--- Start DATA FOR PROCESSING ---

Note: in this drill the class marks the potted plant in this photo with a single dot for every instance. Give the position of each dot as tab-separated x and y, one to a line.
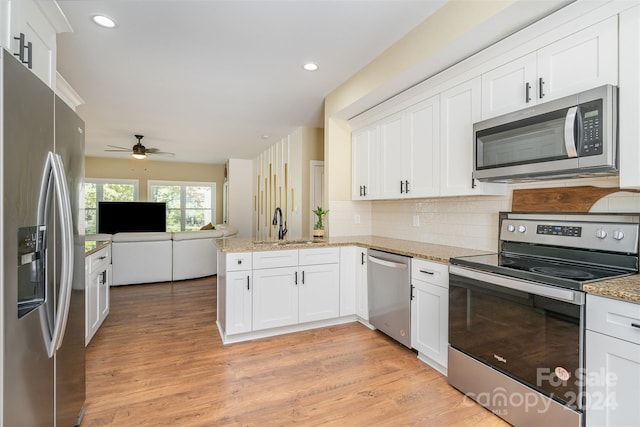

--- End DATA FOR PROCESSING ---
--- Start DATA FOR PROCESSING ---

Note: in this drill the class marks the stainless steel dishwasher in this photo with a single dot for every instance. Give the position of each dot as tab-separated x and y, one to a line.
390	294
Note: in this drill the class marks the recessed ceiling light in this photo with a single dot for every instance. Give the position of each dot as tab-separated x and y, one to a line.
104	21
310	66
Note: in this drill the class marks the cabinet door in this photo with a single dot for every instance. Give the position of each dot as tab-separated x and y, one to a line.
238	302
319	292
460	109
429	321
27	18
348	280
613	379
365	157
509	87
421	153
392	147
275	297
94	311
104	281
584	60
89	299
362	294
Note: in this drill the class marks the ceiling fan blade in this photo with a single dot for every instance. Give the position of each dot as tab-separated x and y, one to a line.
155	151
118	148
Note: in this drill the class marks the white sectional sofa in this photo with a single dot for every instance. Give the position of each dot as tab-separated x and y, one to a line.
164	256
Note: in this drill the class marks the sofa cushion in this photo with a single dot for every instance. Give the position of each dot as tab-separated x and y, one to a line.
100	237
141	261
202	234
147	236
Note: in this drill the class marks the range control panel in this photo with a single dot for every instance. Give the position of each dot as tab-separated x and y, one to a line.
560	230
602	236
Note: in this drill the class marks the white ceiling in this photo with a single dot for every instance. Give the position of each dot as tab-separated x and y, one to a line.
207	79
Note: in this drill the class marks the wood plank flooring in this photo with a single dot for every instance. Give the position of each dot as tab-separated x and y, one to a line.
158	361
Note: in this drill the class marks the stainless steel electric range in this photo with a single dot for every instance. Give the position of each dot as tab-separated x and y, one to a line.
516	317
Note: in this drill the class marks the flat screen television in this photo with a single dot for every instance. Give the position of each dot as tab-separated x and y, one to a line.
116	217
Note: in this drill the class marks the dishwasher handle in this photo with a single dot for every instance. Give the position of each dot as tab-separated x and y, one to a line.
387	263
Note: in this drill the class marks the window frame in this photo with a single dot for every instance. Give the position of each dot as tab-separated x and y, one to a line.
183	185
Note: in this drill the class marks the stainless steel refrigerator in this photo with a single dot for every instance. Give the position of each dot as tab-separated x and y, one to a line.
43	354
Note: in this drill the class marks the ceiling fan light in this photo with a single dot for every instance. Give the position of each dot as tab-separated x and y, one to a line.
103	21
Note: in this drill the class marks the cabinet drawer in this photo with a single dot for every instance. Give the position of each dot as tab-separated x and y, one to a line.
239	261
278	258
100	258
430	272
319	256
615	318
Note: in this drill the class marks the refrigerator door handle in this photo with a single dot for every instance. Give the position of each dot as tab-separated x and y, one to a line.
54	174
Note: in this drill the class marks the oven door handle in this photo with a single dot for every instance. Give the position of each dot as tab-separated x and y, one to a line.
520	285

--- End DATA FOR PROCESSING ---

## AIM
Pull out each line of the listing that contains the word "sofa", and treat uppercase and lowercase as different.

## CORRECT RESULT
Note: in this drill the class marks the white sectional sofa in this photo with a single dot for every instance. Give the position of each dot as tab-separated x and y, one to a line.
Note: in this drill the class marks the sofa cushion in this photo with a single dot for every instance. Give the position of each dot as tab-separated x and y, one to a line.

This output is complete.